→ Task to complete: Everything from the line that contains "Please mark the black sleeve" through the final line of the records should be written out exactly, and nothing outside that span.

→ Listed records:
.....
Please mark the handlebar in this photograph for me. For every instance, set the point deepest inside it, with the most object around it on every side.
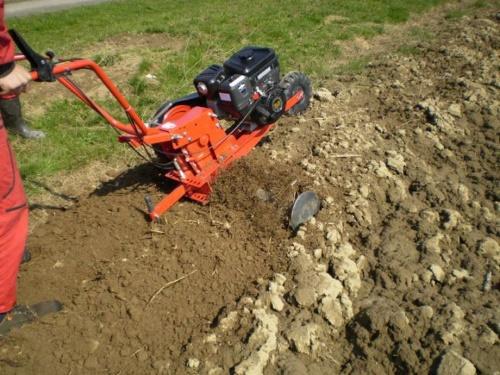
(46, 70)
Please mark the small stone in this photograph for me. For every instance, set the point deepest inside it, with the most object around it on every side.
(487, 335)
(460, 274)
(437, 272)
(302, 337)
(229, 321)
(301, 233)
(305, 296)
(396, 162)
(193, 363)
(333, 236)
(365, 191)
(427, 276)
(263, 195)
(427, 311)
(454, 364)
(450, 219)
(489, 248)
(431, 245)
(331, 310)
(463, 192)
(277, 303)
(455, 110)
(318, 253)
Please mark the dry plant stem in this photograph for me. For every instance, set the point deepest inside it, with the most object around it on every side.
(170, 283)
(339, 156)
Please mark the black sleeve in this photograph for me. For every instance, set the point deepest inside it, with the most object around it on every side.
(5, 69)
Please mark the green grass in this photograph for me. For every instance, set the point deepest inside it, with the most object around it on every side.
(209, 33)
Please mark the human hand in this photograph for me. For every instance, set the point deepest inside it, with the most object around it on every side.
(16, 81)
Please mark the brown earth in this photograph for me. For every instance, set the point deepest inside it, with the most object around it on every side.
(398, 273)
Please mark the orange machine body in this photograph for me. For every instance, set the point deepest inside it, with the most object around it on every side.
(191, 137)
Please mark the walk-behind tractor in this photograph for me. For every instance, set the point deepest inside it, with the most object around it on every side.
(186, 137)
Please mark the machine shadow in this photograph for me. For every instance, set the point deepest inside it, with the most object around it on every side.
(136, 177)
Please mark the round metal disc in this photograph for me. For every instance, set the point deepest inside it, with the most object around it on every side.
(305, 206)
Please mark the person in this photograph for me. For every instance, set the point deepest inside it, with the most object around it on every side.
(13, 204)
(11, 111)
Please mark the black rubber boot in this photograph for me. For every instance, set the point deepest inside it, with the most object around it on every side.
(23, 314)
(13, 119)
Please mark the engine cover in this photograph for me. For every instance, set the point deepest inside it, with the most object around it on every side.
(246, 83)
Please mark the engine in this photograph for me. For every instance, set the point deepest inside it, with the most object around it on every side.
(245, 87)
.....
→ Solution to this problem:
Please mark the black sleeve in this photograph for me. For every instance, set the point deepest inside it, with the most object around it on every side.
(5, 69)
Please mark the green grass in this photograph for me. For every instance, set the point deepest inside it, with the most object around it on every side.
(209, 33)
Please mark the human hand in this photograph for me. For every instance, set the point deepest inside it, with the most object around it on every side.
(16, 81)
Please mark the brown earth in this photograph for me. For every instance, set the point deepest inside it, with the most object around it on every side.
(398, 273)
Please mark the orange machine body in this photograph for me. For every instance, set the point deepest inside it, with the most object around it on every side.
(191, 137)
Please mark the walk-behind tractor in this photograph for me. For every instance, set the point deepest inside it, with the most object around it on every side.
(186, 137)
Please mark the machine shadow in this photograph for me. For every instance, set the point deepest inside it, with the most object around it on every side.
(136, 177)
Please mark the round metal disc in this photograph for me. For every instance, set the point deepest inside it, with the most object around it on every side.
(305, 206)
Please mark the person in this photograph for me. For every instance, set the point deepest inside it, with the most object around it on every side.
(13, 204)
(11, 111)
Please mark the black rubber boot in this photograph for me. For every instance, set the point deepest inside it, with the most object around it on every side.
(23, 314)
(13, 119)
Please mark the engine cover in this photograph for me. For every instance, set the point deepest inside it, with the most object around it on every side.
(246, 83)
Please mark the engine in this photograph for me. For every instance, set the point deepest inside it, with the most object around it on every side.
(245, 87)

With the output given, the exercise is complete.